>> BEGIN

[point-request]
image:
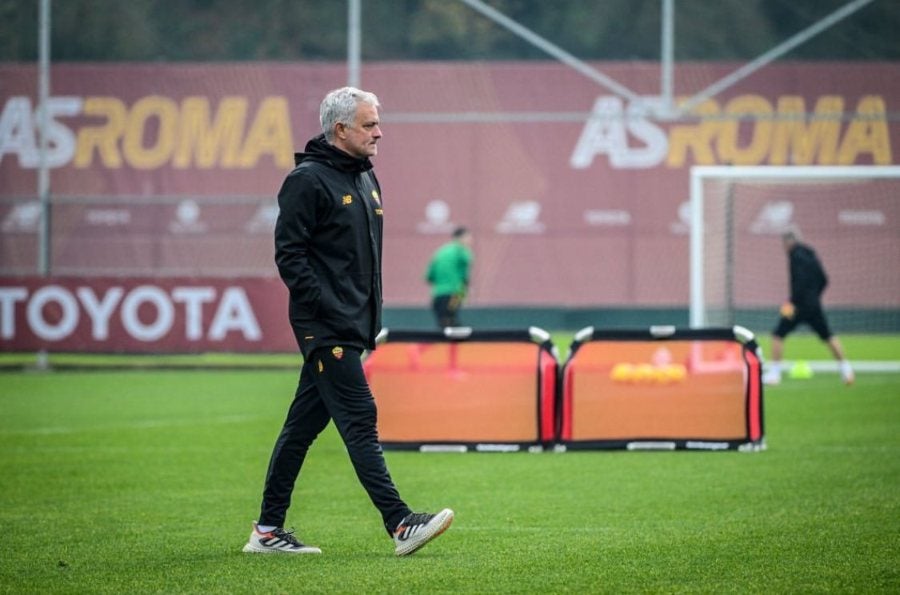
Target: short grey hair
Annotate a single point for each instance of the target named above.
(339, 106)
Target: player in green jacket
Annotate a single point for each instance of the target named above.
(448, 275)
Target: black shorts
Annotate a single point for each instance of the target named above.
(813, 317)
(446, 309)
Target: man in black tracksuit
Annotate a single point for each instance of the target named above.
(328, 246)
(808, 281)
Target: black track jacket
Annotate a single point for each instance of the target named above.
(328, 248)
(808, 278)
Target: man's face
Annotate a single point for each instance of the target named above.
(361, 138)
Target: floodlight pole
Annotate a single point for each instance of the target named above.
(354, 9)
(667, 39)
(773, 54)
(44, 255)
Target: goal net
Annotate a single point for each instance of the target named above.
(850, 215)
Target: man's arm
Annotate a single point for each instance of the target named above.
(296, 219)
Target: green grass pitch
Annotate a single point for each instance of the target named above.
(147, 481)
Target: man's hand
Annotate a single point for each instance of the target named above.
(787, 310)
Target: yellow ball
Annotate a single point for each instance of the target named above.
(676, 372)
(644, 373)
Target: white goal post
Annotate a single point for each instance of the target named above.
(701, 176)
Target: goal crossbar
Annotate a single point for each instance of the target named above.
(758, 173)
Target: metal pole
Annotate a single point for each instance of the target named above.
(667, 41)
(776, 52)
(43, 126)
(552, 49)
(353, 42)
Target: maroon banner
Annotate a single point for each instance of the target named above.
(576, 196)
(134, 315)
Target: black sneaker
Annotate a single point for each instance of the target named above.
(418, 528)
(277, 541)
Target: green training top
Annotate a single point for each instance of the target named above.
(448, 271)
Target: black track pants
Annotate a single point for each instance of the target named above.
(332, 386)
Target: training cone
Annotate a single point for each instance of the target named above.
(801, 371)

>> END

Work instructions »
Can you give the lines from the one containing "Target: training cone" up to and including the last line above as a numbered list, with any blank lines left out?

Task solution »
1. Target: training cone
2. Annotate a single point for each instance of the target named above.
3. (801, 371)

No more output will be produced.